__EXERCISE DESCRIPTION__
Write out the data that follows exactly, keeping every picture out.

-- MATERIAL FOR THIS EXERCISE follows --

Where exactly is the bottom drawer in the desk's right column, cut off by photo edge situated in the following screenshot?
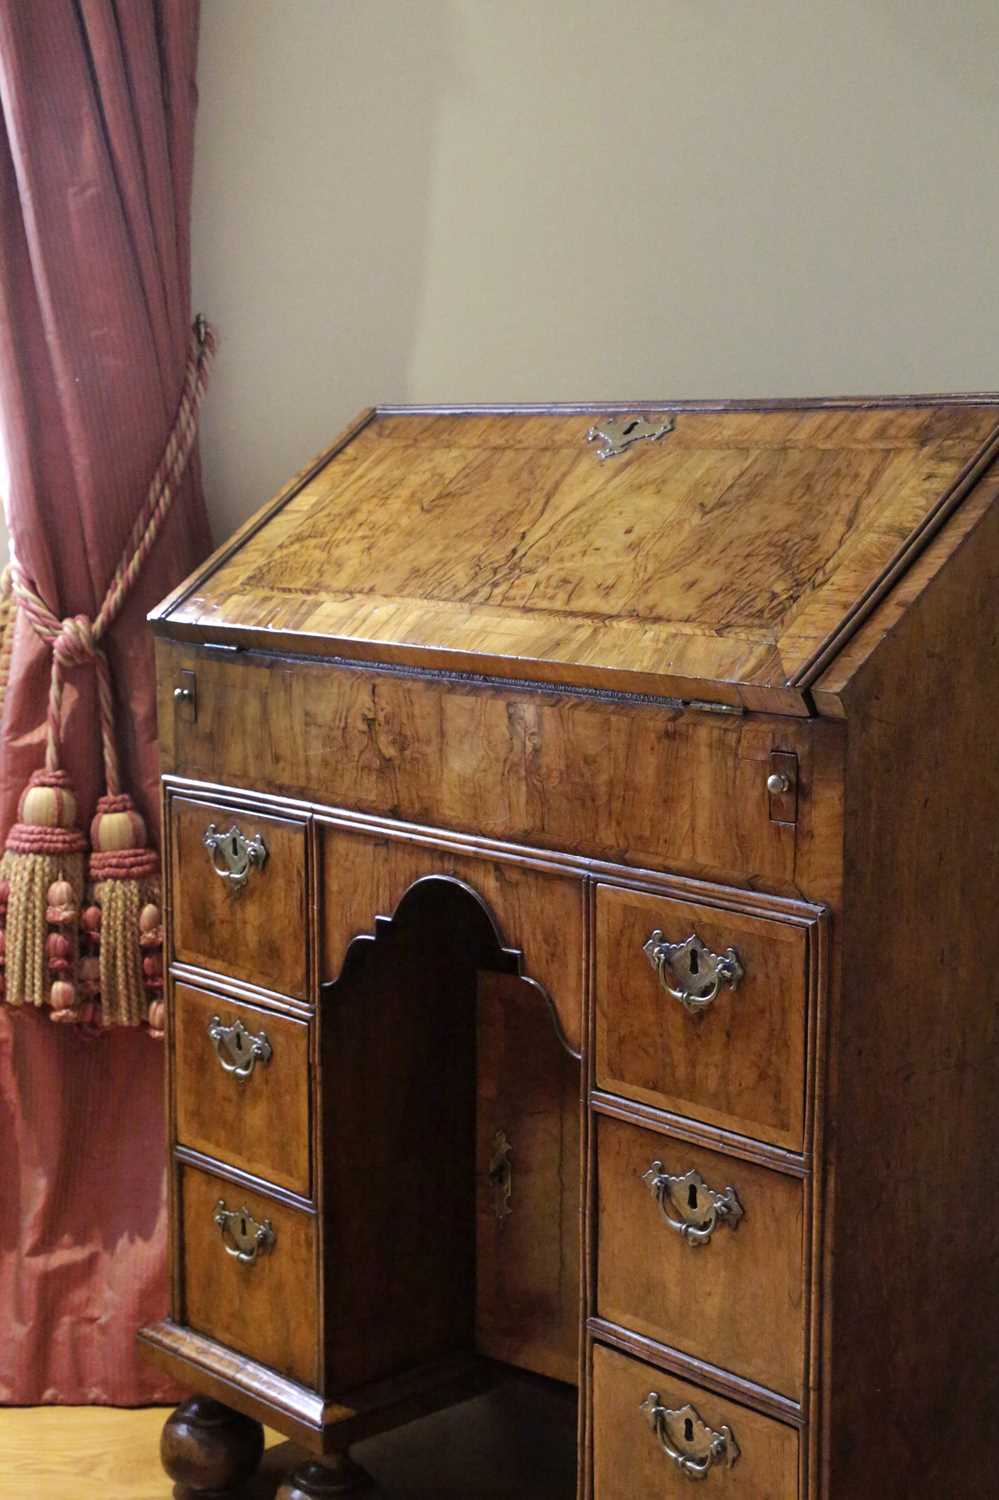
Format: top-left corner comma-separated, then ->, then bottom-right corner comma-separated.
593,1344 -> 800,1500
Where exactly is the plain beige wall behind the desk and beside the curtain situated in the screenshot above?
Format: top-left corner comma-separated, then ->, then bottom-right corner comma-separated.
194,0 -> 999,534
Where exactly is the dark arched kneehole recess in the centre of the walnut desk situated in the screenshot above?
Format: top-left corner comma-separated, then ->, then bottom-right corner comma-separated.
323,876 -> 581,1466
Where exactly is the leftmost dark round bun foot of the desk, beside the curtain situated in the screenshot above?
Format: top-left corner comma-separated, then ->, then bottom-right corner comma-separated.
159,1397 -> 264,1497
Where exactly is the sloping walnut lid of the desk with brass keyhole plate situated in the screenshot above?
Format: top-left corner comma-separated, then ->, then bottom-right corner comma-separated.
150,395 -> 999,717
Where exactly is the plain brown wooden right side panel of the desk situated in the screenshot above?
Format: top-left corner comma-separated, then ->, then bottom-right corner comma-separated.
821,489 -> 999,1500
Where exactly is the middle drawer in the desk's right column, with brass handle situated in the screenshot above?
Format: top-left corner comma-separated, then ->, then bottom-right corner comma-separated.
597,1116 -> 806,1401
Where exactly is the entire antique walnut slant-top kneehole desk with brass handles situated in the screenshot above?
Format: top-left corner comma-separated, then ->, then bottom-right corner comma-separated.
141,396 -> 999,1500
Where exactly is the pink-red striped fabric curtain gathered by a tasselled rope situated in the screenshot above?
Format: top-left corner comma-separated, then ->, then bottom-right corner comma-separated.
0,0 -> 209,1404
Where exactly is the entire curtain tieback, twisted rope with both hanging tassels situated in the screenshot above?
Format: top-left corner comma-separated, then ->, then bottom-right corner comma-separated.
0,318 -> 216,1037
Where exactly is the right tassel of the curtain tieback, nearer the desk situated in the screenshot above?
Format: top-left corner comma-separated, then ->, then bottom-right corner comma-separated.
87,794 -> 162,1035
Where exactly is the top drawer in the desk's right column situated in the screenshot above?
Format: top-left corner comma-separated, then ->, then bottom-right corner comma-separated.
596,885 -> 809,1151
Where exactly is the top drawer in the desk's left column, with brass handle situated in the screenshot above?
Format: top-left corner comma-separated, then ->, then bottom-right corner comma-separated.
170,797 -> 308,999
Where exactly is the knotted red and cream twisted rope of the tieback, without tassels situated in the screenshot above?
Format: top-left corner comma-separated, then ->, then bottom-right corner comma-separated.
7,318 -> 216,797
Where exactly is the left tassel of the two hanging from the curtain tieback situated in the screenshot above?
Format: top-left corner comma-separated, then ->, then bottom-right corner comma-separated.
0,771 -> 87,1011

-- MATERIAL FOR THIS EXERCISE concluded --

__TASK OUTPUT__
Where exactly is the bottom drawer in the desk's right column, cut off by photo edge situated in the following screenshot?
Format: top-left corner comma-separated, then ->, then bottom-right corner comma-separated.
593,1344 -> 800,1500
Where exactly is the plain beige wall behind the desk and beside the curtain situated in the screenshot above?
Format: top-left corner comma-separated, then ->, then bottom-right corner comma-separated.
194,0 -> 999,534
Where exactly is the dark arched kneehole recess in the centre of the walnut desk situated in the screenshot above?
Format: top-left corner comma-separated, then ->, then bottom-right corner comma-separated.
323,876 -> 581,1466
Where exactly is the leftmost dark round bun foot of the desk, beside the curtain situated in the screenshot above?
Format: top-left corner comma-separated, then ->, then bottom-right corner comma-separated.
159,1397 -> 264,1497
Where exactly is the sloping walnut lid of the desk with brass keyhole plate situated in the screenshot above?
Format: top-left corner comma-separated, then ->, then bottom-right corner comma-separated.
150,395 -> 999,717
Where exactly is the plain brown wooden right side panel of the desk situated in the screenshot above?
Format: top-left corner comma-separated, then ->, then bottom-right corner comma-separated.
821,489 -> 999,1500
Where exactly is the middle drawer in the desk's right column, with brass handle situated in the screenshot above?
Format: top-left corner comma-separated, then ->, then bottom-right corner comma-separated.
597,1116 -> 806,1401
Where exactly is the entire antique walnut slant-top kneehole desk with brass handles situated in the screenshot above?
Format: top-left corner comma-separated, then ->, then bottom-right corner comma-separated.
141,396 -> 999,1500
Where exactly is the pink-red striped fabric curtain gathered by a tasselled rope situated in the screenshot above?
Format: top-left corner comma-separated, then ->, then bottom-right corner comma-separated.
0,0 -> 209,1404
Where exactly is the entire curtain tieback, twisted rope with both hanging tassels situated in the screenshot above?
Format: top-left corner comma-separated, then ->, then bottom-right corner comma-separated.
0,318 -> 216,1037
Where exactly is the right tassel of the curtain tieback, nearer the desk situated in the screenshot above?
Format: top-left corner comma-separated, then ->, then bottom-right corner comma-separated.
87,794 -> 162,1035
Where exactly is the top drawer in the desk's right column situated in the screenshot above?
Format: top-left corner comma-separated, then ->, then bottom-right corner comma-separated.
596,885 -> 809,1151
Where exactly is the top drawer in the desk's left column, with brass handle situated in the screenshot above?
Format: top-left corner comma-separated, then ->, then bottom-right corner comma-separated.
170,797 -> 308,999
Where exactly is the knotted red and cream twisted rope of the tieback, without tassels situated in the screenshot above?
Format: top-left corner comma-separated, then ->, then bottom-right corner comma-separated.
7,318 -> 216,797
Where exactly is the left tassel of the two hanging from the curtain tieback situated in the screenshot above?
Format: top-left corner comma-separated, then ->, then bottom-right corner comma-separated.
0,771 -> 87,1011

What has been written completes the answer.